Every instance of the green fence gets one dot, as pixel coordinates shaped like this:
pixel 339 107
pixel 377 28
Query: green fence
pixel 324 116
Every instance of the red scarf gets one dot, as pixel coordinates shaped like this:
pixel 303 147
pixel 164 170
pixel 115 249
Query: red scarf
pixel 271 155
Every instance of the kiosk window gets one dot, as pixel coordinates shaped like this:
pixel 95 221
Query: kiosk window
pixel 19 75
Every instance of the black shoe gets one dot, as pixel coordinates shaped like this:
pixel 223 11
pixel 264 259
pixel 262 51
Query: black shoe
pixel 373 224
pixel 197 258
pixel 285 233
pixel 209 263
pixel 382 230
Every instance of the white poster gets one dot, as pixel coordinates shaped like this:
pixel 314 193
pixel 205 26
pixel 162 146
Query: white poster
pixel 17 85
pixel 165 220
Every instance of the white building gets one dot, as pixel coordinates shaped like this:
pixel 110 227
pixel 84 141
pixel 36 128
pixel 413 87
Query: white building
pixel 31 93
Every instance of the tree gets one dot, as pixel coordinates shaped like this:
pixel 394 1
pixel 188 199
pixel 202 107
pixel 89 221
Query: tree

• _Problem_
Output only the lines from the one that contains "Query: kiosk window" through the final line of the records, exactly as given.

• _Output for this task_
Query: kiosk window
pixel 19 75
Every instance of the black shoe gets one dot, as pixel coordinates shaped like this:
pixel 223 11
pixel 264 259
pixel 262 51
Query: black shoe
pixel 373 224
pixel 197 258
pixel 285 233
pixel 209 263
pixel 382 230
Every instance of the white poster gets one dot, as pixel coordinates shaped like this:
pixel 314 193
pixel 205 26
pixel 162 146
Query: white poster
pixel 17 85
pixel 165 220
Every instance of the white building gets one dot, as pixel coordinates shaped like this:
pixel 110 227
pixel 84 141
pixel 36 128
pixel 413 87
Query: white building
pixel 31 93
Every instance of the tree gets one dot, as pixel coordinates shaped like this:
pixel 394 1
pixel 188 199
pixel 202 107
pixel 89 221
Query: tree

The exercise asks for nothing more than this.